PROBLEM TO SOLVE – Give back a single number: the count of lines in the data that contain the string "white".

DATA FOR THIS EXERCISE –

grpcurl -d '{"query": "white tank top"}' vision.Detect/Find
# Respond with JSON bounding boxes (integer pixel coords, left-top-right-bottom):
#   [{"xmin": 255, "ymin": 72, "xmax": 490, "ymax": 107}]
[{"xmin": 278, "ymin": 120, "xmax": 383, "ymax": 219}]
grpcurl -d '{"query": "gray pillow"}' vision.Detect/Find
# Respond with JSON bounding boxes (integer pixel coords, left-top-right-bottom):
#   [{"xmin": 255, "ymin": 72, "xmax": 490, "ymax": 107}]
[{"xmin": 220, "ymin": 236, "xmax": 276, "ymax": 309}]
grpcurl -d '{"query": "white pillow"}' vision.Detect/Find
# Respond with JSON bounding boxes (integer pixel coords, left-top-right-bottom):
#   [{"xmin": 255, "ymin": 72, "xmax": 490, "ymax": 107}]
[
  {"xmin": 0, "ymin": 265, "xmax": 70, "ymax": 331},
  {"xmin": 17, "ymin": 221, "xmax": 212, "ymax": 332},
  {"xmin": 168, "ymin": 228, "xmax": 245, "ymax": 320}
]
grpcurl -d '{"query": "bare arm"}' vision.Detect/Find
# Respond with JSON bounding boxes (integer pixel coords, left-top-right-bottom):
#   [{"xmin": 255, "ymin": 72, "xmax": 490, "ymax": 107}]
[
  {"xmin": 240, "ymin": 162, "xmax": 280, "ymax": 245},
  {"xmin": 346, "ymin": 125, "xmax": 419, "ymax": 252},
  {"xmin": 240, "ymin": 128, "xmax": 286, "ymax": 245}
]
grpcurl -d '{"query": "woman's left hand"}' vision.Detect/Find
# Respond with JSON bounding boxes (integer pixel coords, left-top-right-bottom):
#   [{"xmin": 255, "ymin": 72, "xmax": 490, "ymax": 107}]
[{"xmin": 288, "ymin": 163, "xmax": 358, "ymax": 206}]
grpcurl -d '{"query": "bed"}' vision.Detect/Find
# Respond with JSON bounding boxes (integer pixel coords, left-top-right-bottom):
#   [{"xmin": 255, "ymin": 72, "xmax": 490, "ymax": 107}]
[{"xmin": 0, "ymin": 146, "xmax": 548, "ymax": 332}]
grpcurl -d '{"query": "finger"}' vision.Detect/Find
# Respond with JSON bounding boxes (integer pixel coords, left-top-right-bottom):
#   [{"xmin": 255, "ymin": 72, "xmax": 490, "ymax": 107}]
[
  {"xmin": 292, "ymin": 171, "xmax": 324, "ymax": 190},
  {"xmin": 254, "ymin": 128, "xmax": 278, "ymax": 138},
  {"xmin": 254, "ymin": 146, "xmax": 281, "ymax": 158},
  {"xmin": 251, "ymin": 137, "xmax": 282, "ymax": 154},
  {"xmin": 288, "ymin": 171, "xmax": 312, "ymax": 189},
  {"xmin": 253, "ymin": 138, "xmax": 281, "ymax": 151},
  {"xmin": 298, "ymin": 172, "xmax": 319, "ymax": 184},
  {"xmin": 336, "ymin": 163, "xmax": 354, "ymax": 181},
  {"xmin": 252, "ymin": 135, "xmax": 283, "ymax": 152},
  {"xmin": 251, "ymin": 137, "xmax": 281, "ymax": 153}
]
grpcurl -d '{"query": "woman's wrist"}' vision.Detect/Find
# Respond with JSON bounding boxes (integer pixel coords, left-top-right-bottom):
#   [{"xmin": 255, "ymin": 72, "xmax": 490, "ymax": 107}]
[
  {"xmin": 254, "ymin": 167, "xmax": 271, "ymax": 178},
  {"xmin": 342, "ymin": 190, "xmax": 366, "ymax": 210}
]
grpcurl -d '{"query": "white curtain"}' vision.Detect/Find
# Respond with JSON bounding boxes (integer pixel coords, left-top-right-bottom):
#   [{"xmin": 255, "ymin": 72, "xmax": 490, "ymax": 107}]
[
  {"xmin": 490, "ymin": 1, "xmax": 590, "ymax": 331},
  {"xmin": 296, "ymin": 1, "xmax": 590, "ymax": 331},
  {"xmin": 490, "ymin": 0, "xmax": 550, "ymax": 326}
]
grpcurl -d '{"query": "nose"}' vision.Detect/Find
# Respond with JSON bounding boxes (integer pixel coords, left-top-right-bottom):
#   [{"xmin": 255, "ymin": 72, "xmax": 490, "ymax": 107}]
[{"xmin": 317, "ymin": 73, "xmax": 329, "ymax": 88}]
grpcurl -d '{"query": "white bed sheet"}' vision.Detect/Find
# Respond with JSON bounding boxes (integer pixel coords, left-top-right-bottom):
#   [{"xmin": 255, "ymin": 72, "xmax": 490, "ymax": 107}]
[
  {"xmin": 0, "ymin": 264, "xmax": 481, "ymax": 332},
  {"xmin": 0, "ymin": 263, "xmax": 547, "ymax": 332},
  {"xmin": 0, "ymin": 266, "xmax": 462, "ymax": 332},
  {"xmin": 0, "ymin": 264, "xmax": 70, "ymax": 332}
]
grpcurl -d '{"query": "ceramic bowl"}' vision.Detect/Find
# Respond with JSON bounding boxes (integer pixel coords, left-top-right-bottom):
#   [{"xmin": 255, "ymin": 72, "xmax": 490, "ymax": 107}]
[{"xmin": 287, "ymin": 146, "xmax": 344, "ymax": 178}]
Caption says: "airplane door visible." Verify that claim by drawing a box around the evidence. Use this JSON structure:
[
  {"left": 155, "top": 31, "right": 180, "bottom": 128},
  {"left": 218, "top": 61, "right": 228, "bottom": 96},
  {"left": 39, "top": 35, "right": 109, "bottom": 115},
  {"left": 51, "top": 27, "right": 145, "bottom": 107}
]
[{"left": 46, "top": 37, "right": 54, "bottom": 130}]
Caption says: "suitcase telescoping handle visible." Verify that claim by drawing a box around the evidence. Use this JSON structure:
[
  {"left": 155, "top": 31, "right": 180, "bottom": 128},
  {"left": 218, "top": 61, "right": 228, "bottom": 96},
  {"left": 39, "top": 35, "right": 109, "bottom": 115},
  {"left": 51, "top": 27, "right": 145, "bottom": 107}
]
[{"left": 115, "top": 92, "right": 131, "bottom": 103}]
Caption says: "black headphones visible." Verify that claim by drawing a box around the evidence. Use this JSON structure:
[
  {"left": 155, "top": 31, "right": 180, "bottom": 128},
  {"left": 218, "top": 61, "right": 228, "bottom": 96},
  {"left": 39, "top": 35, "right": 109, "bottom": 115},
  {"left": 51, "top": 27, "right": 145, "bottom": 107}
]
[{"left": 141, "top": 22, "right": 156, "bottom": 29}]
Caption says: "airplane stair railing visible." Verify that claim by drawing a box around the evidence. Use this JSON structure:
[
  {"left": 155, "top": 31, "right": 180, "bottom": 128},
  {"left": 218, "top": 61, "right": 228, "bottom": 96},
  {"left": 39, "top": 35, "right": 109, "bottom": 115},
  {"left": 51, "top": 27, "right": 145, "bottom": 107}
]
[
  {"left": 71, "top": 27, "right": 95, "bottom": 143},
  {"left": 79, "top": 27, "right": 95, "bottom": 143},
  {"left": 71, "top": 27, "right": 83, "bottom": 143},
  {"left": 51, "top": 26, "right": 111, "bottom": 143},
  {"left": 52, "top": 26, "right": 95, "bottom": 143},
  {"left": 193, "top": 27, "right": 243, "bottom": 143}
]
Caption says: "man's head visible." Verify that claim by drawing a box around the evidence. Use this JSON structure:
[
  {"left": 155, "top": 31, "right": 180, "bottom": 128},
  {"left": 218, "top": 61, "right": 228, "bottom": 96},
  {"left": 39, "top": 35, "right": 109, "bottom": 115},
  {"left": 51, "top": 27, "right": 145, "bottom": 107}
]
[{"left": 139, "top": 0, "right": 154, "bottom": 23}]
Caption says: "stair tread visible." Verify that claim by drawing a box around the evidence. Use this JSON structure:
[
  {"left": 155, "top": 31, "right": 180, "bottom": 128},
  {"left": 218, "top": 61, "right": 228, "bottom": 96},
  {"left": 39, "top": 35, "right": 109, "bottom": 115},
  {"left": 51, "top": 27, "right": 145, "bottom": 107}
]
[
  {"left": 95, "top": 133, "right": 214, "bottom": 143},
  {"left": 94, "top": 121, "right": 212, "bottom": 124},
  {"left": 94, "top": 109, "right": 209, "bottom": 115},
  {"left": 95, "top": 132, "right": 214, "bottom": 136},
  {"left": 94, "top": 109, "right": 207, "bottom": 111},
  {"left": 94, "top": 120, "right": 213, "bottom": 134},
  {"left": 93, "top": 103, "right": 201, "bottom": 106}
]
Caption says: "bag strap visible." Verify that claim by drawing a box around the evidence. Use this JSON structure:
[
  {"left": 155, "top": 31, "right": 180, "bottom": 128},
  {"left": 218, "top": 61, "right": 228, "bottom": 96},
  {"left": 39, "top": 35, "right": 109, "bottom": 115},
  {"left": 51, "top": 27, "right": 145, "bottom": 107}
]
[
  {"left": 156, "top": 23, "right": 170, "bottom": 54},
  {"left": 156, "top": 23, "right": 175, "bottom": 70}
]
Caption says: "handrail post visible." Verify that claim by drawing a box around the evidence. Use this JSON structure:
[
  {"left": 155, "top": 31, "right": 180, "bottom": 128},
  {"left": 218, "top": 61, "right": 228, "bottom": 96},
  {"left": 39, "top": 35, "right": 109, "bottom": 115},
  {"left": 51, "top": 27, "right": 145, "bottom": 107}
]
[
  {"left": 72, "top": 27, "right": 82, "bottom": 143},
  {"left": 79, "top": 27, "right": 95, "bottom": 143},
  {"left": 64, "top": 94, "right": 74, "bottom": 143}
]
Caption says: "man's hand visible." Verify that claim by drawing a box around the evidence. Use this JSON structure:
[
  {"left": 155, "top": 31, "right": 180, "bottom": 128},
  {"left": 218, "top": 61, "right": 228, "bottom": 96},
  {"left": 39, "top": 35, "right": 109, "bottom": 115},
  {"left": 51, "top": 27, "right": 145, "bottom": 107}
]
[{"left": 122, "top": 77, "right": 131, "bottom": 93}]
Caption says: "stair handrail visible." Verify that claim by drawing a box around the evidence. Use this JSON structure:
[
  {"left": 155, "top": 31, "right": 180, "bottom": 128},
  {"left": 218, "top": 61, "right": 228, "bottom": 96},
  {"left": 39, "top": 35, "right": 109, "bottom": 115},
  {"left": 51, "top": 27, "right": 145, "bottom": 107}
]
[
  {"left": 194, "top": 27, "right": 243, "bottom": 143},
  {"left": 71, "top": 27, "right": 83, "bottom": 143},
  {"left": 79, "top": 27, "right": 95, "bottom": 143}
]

SOLUTION FOR THIS TASK – 4